### PAGE TEXT ###

# problem with hydraulics on bucket truck



## crossy

First off I was wondering if anyone could tell me why the outriggers don't work at all but all the other hydraulics are? 
Also it acts as though all the hydraulics are overpressured. both lift cylinders leak bad.
I don't know much about these rigs. I bought it from a friend who is upgrading just so i can do my own trees around my house , then i am going to sell it but For the next year it's going to stay here and i need those outriggers- or at least I think I do. 
I'm kind looking for anyone into doing mobile hydraulic repairs too.
I live on the Jersey side of the Delaware Memorial Bridge near Wilmington , De.

.thanx for any help. 

the truck is an 83 Ford/Asplundh


----------



## SmokinDodge

Yes you need those outriggers working. Does it do anything when you pull the lever to activate them? Does it make any sounds? Have you checked that the hydraulic resevoir is full?

### DATASET ###

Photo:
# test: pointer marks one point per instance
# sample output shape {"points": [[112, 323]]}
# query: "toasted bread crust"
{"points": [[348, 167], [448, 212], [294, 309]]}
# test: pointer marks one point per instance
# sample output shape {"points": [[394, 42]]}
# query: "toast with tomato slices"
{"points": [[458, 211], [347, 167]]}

###
### DATASET ###

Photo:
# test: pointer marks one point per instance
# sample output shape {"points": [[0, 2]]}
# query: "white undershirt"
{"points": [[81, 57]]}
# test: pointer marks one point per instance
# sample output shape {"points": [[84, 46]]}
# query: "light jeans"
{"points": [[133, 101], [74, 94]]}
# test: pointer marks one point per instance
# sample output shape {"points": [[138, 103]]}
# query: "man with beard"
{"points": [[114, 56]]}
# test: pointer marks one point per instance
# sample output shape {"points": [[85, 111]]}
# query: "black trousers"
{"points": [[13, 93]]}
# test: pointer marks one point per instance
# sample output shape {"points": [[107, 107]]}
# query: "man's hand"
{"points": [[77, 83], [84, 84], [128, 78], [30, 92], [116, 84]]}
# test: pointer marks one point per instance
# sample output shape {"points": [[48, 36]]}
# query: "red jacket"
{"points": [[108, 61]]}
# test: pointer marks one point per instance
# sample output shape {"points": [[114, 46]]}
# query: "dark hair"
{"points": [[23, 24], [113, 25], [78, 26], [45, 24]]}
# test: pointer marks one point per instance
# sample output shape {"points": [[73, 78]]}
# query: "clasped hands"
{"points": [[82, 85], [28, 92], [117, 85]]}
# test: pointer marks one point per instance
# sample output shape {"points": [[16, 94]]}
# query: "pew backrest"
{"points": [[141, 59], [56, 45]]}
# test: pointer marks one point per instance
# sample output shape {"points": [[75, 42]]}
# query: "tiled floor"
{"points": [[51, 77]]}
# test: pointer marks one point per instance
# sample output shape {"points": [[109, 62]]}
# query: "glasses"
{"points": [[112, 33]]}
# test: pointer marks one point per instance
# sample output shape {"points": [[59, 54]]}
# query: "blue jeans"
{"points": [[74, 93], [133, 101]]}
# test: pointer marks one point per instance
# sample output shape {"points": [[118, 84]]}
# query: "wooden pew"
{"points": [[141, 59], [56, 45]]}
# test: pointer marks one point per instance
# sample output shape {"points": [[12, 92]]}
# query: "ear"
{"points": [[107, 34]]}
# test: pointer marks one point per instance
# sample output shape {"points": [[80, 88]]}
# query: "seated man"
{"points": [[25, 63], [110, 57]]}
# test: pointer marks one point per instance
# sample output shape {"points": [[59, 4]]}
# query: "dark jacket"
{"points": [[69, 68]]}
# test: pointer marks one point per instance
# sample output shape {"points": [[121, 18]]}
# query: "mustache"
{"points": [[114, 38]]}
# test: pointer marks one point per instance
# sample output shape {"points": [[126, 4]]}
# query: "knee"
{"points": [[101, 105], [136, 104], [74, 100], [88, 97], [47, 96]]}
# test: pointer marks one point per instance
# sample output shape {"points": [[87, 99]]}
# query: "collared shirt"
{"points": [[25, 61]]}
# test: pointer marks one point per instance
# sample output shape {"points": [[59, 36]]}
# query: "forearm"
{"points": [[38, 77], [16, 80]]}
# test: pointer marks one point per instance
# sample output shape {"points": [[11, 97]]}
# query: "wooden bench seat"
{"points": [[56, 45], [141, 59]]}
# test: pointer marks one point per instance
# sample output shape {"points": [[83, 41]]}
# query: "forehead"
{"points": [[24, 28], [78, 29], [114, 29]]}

###

**TASK TO CARRY OUT:** Copy the bucket truck thread from "Also it acts" to "think I do.", swapping in "boom cylinders" wherever "lift cylinders" appears.

**RESPONSE:**
Also it acts as though all the hydraulics are overpressured. both boom cylinders leak bad.
I don't know much about these rigs. I bought it from a friend who is upgrading just so i can do my own trees around my house , then i am going to sell it but For the next year it's going to stay here and i need those outriggers- or at least I think I do.